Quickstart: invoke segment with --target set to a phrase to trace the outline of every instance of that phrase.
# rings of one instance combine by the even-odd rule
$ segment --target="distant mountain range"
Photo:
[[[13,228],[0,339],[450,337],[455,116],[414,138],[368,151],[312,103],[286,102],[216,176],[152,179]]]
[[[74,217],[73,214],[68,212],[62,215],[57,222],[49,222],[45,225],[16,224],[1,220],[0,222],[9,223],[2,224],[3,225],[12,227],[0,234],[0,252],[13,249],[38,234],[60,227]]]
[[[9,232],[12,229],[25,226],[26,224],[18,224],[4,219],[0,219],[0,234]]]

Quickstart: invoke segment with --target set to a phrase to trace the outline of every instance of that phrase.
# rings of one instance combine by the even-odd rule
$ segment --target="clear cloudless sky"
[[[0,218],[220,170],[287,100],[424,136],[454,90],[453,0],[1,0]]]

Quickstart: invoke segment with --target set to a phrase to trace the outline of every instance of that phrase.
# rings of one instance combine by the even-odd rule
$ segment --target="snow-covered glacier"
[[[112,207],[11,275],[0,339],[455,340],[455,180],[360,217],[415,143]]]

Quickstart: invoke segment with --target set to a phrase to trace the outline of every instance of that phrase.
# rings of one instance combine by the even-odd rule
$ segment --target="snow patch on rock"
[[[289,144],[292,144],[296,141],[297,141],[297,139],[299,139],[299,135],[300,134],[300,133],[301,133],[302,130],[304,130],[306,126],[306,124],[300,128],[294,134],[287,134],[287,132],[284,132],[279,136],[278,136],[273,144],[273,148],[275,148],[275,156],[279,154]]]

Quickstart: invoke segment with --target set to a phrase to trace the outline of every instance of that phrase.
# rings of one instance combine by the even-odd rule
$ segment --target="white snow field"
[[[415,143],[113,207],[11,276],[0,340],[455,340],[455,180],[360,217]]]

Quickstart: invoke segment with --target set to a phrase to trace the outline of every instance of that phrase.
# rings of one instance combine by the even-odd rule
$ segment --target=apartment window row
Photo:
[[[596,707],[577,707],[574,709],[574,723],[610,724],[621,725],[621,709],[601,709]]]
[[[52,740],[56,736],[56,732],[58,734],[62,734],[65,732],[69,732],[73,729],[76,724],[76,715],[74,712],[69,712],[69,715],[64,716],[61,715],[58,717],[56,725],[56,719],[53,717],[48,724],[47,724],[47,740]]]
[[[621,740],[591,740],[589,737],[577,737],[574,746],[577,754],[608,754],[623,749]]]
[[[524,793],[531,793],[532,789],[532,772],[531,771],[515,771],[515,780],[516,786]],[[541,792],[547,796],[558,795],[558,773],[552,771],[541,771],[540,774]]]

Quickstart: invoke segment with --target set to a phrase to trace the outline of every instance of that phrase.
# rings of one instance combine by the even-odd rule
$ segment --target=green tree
+++
- [What you are asked to do] Quote all of the entries exactly as they appear.

- [Expected answer]
Quickstart: invoke segment with --target set to a phrase to trace the outline of every instance of that phrase.
# rings of one instance combine by the even-odd rule
$ segment --target="distant mountain range"
Photo:
[[[13,228],[0,339],[450,337],[455,116],[414,138],[368,151],[312,103],[286,102],[216,176],[152,179]]]
[[[74,217],[73,214],[68,212],[62,215],[57,222],[49,222],[45,225],[16,224],[1,220],[0,222],[9,223],[2,224],[3,225],[12,227],[0,234],[0,252],[13,249],[38,234],[60,227]]]
[[[9,232],[12,229],[25,226],[26,224],[18,224],[4,219],[0,219],[0,234]]]

Quickstart: invoke segment with --target set to a phrase to trace the outline of every instance of that phrase.
# rings of one instance combine by the even-odd rule
$ segment --target="clear cloudless sky"
[[[0,218],[220,170],[287,100],[424,136],[454,90],[453,0],[1,0]]]

Quickstart: invoke segment with --target set to a phrase to trace the outline of every instance of that phrase.
# rings of one instance combine by the even-odd rule
$ segment --target="snow-covered glacier"
[[[112,207],[11,275],[0,339],[455,340],[455,180],[360,217],[415,143]]]

Quickstart: invoke segment with --target set to a phrase to trace the outline of every instance of that phrase.
# rings of one instance combine by the even-odd rule
$ segment --target="snow patch on rock"
[[[289,144],[292,144],[296,141],[297,141],[297,139],[299,139],[299,135],[300,134],[300,133],[301,133],[302,130],[304,130],[306,126],[306,124],[300,128],[294,134],[287,134],[287,132],[284,132],[279,136],[278,136],[273,144],[273,148],[275,148],[275,156],[279,154]]]

Quickstart: invoke segment with --target set to a phrase to trace the outline of every instance of that phrase.
# rings of one instance combine by the even-odd rule
$ segment --target="white snow field"
[[[415,143],[113,207],[11,276],[0,340],[455,340],[455,180],[360,217]]]

Quickstart: invoke segment with --target set to a phrase to trace the outline of every instance of that phrase.
# rings of one instance combine by the even-odd rule
$ segment --target=apartment window row
Photo:
[[[596,707],[577,707],[574,709],[574,723],[610,724],[621,725],[621,709],[601,709]]]
[[[52,740],[56,736],[56,732],[58,734],[62,734],[65,732],[69,732],[73,729],[76,724],[76,715],[74,712],[69,712],[69,715],[64,716],[61,715],[58,717],[56,725],[56,719],[53,717],[48,724],[47,724],[47,740]]]
[[[621,740],[591,740],[589,737],[577,737],[574,746],[577,754],[608,754],[623,749]]]
[[[524,793],[531,793],[532,789],[532,772],[531,771],[515,771],[515,780],[516,786]],[[541,792],[547,796],[558,795],[558,773],[552,771],[541,771],[540,774]]]

Quickstart: invoke segment with --target set to a phrase to trace the outline of every instance of that phrase.
# rings of one instance combine by the even-odd rule
$ segment --target=green tree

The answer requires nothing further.